◆ **Selected passage**

►

In general for civilian carry,caliber can be a moot point.Normally a scumbag will stop when he's looking at a muzzle,but not always.A 380 is better than nothing and will work just fine if you know what to do with it.I like a 45,it's a round I shoot very well with in a platform I love.But,I can guarrantee I will drop you faster with a 22lr.


----------



## Leo (Jul 1, 2010)

I also love the .45. My EDC is the Taurus PT145 3rd gen.


----------



## berettabone (Jan 23, 2012)

Even though .380 ammo is getting expensive, I carry a Bodyguard .380..........I am a Beretta lover by heart, but the Bodyguard is very concealable with a front pocket Desantis holster.........500 rounds through, and not a hiccup...later serial number......it's not a firearm that you put thousands of rounds through, but for 15 yards or less, it does the trick.


----------



## hyfly1 (Jan 13, 2012)

usmcj said:


> 1. How can you gauge reliability by looking?
> 2. Shot placement will stop a maniac long before caliber will


I guage reliability by reading what other people have to say about their experiences. berettabone likes his Bodyguard .380, but he also notes that it is not a firearm you put thousands of rounds through. I like to practice with what I carry. I have put thousands of rounds through my Glock without a problem.

◄

◆ **Data shown**
►

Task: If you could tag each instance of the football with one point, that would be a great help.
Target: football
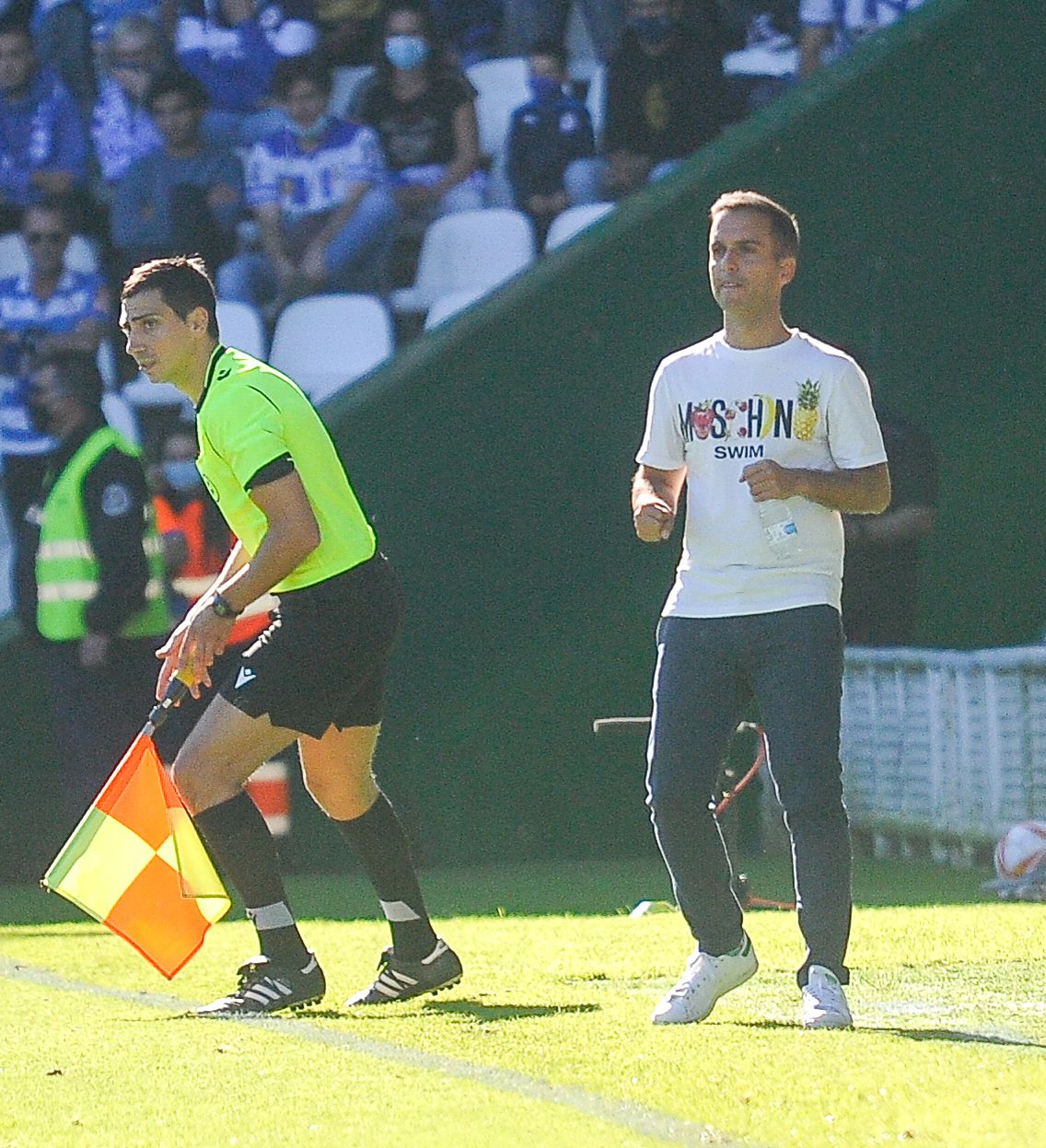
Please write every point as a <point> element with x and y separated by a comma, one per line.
<point>1021,850</point>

◄

Continue the forum thread about carry guns and calibers, starting right after its last sentence. You can ignore the listing.

I certainly agree that shot placement is important. At personal defense distances (usually 10 feet or less) I am confident in my abilities to hit the target. Anything much further than that and I will probably end up facing a jury. At that range, I want to have sufficient stopping power, since the time it takes for an attacker to close that distance is extremely short.

I don't claim to know what is best for you. I am just sharing my opinions of what is best for me.


----------



## berettabone (Jan 23, 2012)

I use my Bodyguard in the warm months, and I do practice with it, but when it gets cooler, I carry a Beretta 96.........


----------



## SigP229R (Jun 1, 2007)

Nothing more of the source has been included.